- Set tasks -
- 1) Answer these questions about the analytics notes:
(a) Which hubs' data do the tests run against?
(b) What kind of file does the community_usage report output?
(c) Where does the generic report live?
- 2) Retype part of the analytics notes word for word, beginning at the words "The community_usage report" and stopping after "reasonably self explanatory.".

- Document extract -
═══

These tests aren’t as complete as they should be, but the most dodgy and frequently called data classes have a fairly complete range of unit tests. If these pass you can assume you have everything you need to run reports.

To run the tests you may need to enter authentication info in the mockup session classes in /test/session/.

Currently these require a [email protected] login and passwords to work, and test against the sciencelearn and biotechlearn hubs data.

A report should have a file in lib/analytics/report/ that grabs all the numbers and such.

And then a file in /bin/ which boots up the $display, $profile and $periods objects (probably via calls to the Startup class), and calls the main method for the report class.

So running the report should be a case of typing “ruby bin/the_report”, and then entering your date ranges, authentication details etc.

h3. Community usage statistics / CMIS====

~/analytics $ ruby bin/community_usage
~/analytics $ ruby bin/cmis

These reports run through a long list of communities, by profile id:

in /analytics/reports/community_usage.rb:

self.report("14745867", "Ako Panuku") #pass in profile id as string, and name

To get the profile id string, navigate to the profile’s dashboard, and take the first integer from the URL, after id=.

Example:

https://www.google.com/analytics/reporting/?reseth1. 1&idh1. 16845949&pdrh1. 20100707-20100806 The ID is “16845949”

The community_usage report outputs a csv file, for dumping in to the monthly community usage report spreadsheet.

h3. Generic report====

~/analytics $ ruby bin/prototype

This is a generic report. It asks for date ranges and a profile ID, and outputs a basic set of information. This doesn’t really have any advantages over simply using the Analaytics web interface to export a PDF of the dashboard, except that it provides previous and baseline percentage changes for metrics, and crunches monthly uniques for these periods too.

The report lives in lib/reports/prototype.rb, and should be reasonably self explanatory.

═══

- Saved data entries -
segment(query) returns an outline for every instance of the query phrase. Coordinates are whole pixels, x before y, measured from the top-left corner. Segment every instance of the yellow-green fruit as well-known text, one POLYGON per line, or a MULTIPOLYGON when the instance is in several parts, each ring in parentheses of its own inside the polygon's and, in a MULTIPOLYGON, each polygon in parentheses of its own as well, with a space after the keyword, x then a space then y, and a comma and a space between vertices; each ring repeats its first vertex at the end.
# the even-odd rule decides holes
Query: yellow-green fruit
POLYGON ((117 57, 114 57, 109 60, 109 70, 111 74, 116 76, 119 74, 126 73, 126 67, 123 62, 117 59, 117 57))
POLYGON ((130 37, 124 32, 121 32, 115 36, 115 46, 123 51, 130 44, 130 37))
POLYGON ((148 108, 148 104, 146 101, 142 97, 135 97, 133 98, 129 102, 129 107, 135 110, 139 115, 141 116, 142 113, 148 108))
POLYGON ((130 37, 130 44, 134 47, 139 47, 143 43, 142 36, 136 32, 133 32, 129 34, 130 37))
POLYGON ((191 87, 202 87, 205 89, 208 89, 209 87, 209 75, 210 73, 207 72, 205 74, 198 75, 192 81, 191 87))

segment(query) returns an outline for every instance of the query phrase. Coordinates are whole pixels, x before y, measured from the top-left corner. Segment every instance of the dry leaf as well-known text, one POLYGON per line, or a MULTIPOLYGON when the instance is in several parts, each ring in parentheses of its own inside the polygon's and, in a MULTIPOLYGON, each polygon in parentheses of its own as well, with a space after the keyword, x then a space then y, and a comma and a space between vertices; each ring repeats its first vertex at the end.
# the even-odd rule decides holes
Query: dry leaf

═══

- Correct answers -
- 1)
(a) The sciencelearn and biotechlearn hubs.
(b) A csv file.
(c) In lib/reports/prototype.rb.

- 2)
The community_usage report outputs a csv file, for dumping in to the monthly community usage report spreadsheet.

h3. Generic report====

~/analytics $ ruby bin/prototype

This is a generic report. It asks for date ranges and a profile ID, and outputs a basic set of information. This doesn’t really have any advantages over simply using the Analaytics web interface to export a PDF of the dashboard, except that it provides previous and baseline percentage changes for metrics, and crunches monthly uniques for these periods too.

The report lives in lib/reports/prototype.rb, and should be reasonably self explanatory.